◆ What to produce
Can you recast every line of the items below as a Markdown table with the columns Row and Line Text, numbering each line and omitting blank lines?

* BEGIN *

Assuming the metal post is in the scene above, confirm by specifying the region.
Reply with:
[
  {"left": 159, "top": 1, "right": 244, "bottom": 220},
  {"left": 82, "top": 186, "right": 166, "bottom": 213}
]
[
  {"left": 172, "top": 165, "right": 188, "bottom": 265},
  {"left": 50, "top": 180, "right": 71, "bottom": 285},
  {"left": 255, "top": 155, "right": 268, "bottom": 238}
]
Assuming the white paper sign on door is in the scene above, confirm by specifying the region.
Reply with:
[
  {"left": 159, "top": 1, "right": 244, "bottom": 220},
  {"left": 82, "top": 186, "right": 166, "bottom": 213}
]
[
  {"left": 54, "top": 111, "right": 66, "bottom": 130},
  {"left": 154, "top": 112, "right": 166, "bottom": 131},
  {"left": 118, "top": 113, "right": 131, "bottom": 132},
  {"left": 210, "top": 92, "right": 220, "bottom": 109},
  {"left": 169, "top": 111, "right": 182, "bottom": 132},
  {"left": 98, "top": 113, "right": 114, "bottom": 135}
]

* END *

◆ Answer to the task
| Row | Line Text |
|---|---|
| 1 | Assuming the metal post is in the scene above, confirm by specifying the region. |
| 2 | Reply with: |
| 3 | [ |
| 4 |   {"left": 159, "top": 1, "right": 244, "bottom": 220}, |
| 5 |   {"left": 82, "top": 186, "right": 166, "bottom": 213} |
| 6 | ] |
| 7 | [ |
| 8 |   {"left": 172, "top": 165, "right": 188, "bottom": 265}, |
| 9 |   {"left": 50, "top": 180, "right": 71, "bottom": 285}, |
| 10 |   {"left": 255, "top": 155, "right": 268, "bottom": 238} |
| 11 | ] |
| 12 | Assuming the white paper sign on door is in the scene above, confirm by specifying the region. |
| 13 | Reply with: |
| 14 | [ |
| 15 |   {"left": 159, "top": 1, "right": 244, "bottom": 220}, |
| 16 |   {"left": 82, "top": 186, "right": 166, "bottom": 213} |
| 17 | ] |
| 18 | [ |
| 19 |   {"left": 54, "top": 111, "right": 66, "bottom": 130}, |
| 20 |   {"left": 154, "top": 112, "right": 166, "bottom": 131}, |
| 21 |   {"left": 118, "top": 113, "right": 131, "bottom": 132}, |
| 22 |   {"left": 210, "top": 92, "right": 220, "bottom": 109}, |
| 23 |   {"left": 169, "top": 111, "right": 182, "bottom": 132}, |
| 24 |   {"left": 98, "top": 113, "right": 114, "bottom": 135} |
| 25 | ] |